---------- Données fournies ----------

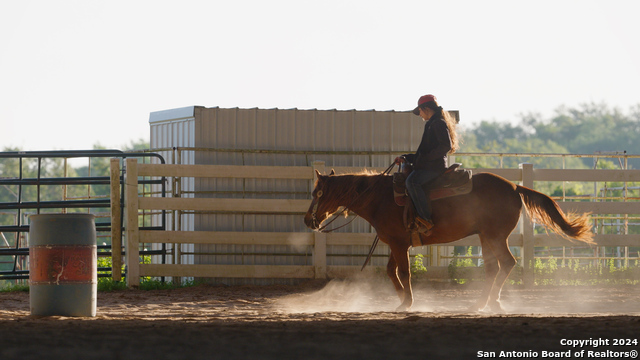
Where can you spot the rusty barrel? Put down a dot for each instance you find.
(63, 277)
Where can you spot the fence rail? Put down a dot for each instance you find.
(524, 238)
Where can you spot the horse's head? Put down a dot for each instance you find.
(323, 202)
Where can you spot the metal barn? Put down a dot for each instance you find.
(274, 137)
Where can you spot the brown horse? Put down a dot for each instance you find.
(491, 210)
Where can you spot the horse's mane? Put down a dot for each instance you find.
(366, 184)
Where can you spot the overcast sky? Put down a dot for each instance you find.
(77, 73)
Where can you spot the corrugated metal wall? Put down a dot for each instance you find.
(171, 129)
(331, 131)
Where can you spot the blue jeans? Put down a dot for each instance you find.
(414, 183)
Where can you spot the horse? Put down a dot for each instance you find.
(491, 210)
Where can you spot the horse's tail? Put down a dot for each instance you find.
(547, 212)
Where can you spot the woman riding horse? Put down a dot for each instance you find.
(439, 139)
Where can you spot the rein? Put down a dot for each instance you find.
(346, 209)
(323, 228)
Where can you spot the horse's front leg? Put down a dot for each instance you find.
(392, 272)
(404, 275)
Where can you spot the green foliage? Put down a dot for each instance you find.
(417, 267)
(458, 267)
(586, 129)
(571, 272)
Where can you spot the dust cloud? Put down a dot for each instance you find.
(371, 294)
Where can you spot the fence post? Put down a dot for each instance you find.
(132, 234)
(528, 261)
(320, 239)
(116, 221)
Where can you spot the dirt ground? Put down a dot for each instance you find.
(341, 319)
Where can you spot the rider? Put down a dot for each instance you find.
(430, 160)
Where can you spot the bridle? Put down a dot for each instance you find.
(346, 209)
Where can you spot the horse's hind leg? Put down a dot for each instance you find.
(506, 262)
(401, 276)
(392, 272)
(491, 268)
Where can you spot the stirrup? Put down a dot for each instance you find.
(424, 226)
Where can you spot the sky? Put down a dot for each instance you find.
(74, 74)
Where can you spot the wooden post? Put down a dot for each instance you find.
(116, 221)
(320, 239)
(320, 255)
(528, 245)
(132, 231)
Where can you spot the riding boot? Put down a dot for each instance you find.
(424, 225)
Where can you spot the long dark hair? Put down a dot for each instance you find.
(449, 120)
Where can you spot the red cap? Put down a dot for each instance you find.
(423, 100)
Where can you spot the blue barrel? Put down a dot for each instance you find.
(63, 265)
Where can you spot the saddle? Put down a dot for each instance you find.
(453, 182)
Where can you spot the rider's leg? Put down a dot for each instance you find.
(415, 182)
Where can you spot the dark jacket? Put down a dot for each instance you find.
(434, 147)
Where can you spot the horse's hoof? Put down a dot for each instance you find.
(478, 307)
(496, 308)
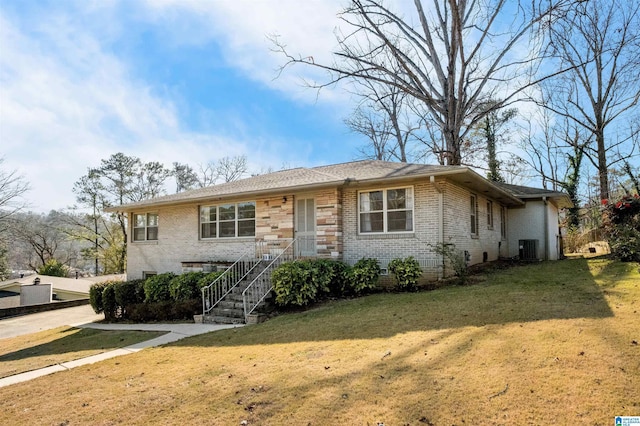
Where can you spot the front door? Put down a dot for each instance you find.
(305, 227)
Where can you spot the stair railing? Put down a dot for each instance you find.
(260, 287)
(230, 278)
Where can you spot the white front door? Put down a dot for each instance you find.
(305, 227)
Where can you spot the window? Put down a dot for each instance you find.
(145, 227)
(489, 214)
(386, 210)
(474, 214)
(228, 220)
(503, 222)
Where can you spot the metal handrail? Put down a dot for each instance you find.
(230, 278)
(260, 287)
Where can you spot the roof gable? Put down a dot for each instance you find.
(336, 175)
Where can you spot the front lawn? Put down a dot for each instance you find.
(62, 344)
(548, 343)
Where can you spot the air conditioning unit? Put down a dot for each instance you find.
(528, 249)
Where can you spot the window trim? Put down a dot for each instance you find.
(490, 219)
(503, 222)
(146, 227)
(236, 221)
(385, 211)
(473, 215)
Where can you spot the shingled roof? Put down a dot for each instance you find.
(561, 199)
(365, 171)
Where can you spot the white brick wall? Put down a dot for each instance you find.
(457, 228)
(337, 231)
(178, 241)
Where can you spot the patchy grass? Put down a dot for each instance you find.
(550, 343)
(63, 344)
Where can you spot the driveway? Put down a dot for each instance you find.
(32, 323)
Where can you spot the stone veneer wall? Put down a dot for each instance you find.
(329, 223)
(274, 218)
(179, 241)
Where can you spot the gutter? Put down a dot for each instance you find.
(432, 179)
(546, 228)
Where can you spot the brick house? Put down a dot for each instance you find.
(346, 211)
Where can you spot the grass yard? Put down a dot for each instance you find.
(550, 343)
(63, 344)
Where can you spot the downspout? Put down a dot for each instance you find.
(546, 228)
(432, 179)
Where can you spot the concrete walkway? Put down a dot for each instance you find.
(174, 332)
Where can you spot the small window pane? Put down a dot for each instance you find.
(227, 229)
(152, 233)
(246, 228)
(208, 230)
(396, 199)
(227, 212)
(208, 214)
(152, 219)
(139, 220)
(138, 234)
(246, 210)
(400, 221)
(371, 201)
(371, 222)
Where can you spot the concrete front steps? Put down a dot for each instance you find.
(230, 310)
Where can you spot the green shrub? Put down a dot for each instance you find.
(128, 293)
(293, 283)
(186, 286)
(340, 284)
(407, 272)
(53, 268)
(622, 226)
(95, 297)
(364, 275)
(456, 259)
(109, 301)
(156, 288)
(209, 278)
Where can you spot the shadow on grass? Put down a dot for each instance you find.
(82, 340)
(545, 291)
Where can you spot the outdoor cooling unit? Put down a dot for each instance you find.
(528, 249)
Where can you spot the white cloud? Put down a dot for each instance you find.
(66, 103)
(241, 29)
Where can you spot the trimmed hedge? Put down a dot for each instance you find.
(128, 300)
(407, 272)
(156, 287)
(364, 275)
(186, 286)
(302, 282)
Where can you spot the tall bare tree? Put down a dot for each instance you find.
(12, 187)
(226, 169)
(600, 43)
(453, 56)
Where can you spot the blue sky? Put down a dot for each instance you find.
(186, 81)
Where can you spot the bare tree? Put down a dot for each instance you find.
(12, 187)
(367, 122)
(185, 176)
(226, 169)
(600, 43)
(232, 168)
(453, 56)
(385, 115)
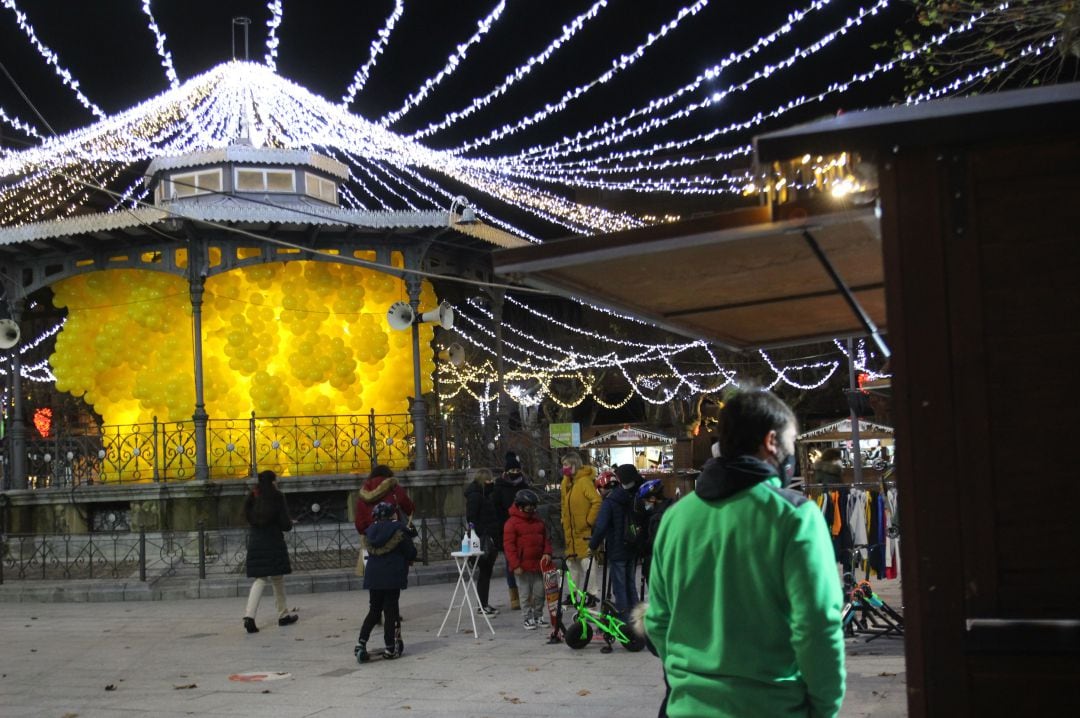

----------

Problème à résoudre ->
Relevez, s'il vous plaît, en les recopiant, toutes les lignes ci-dessus où figure le mot « fence ».

Résultat ->
Where can you spot the fence rail? Put down a dot for each instance you find.
Where can you spot the fence post? Put down a dot for each instance you find.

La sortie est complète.